→ **EXCERPTED TEXT**
* * * *

In Michigan v. EPA, the Supreme Court determined that the EPA over-stepped its own core mission after it decided to use the Clean Air Act to regulate the levels of mercury, arsenic and other poisons chemicals emitted by conventional power plants, without considering the burden placed on existing industry. The EPA’s interpretation created a huge cost for both the power plants themselves and individual states; the court determined that the action was not “appropriate and necessary,” within the boundaries of the Act.
In a loss for the Obama administration, the Supreme Court ruled that the EPA unreasonably interpreted the Clean Air Act when it decided to set limits on the emissions of toxic pollutants from power plants without first considering the costs of the industry to do so.
The ruling was 5-4, with Justice Antonin Scalia writing for the majority. Justice Elena Kagan wrote the dissent for the four liberal justices.
Bill Schuette, the attorney general for Michigan, the state named in the suit, cheered the ruling, as did several conservative voices.

* * * *

→ **PROVIDED MATERIAL**
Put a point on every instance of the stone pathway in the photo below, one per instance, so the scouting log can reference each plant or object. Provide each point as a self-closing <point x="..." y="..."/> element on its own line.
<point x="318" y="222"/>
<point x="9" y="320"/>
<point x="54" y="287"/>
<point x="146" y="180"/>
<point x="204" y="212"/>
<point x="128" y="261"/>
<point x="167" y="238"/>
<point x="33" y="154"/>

* * * *

→ **TASK INSTRUCTIONS**
Name each person whom the text on Michigan v. EPA identifies by full name.

→ **SOLUTION TO THE EXERCISE**
Antonin Scalia, Elena Kagan, Bill Schuette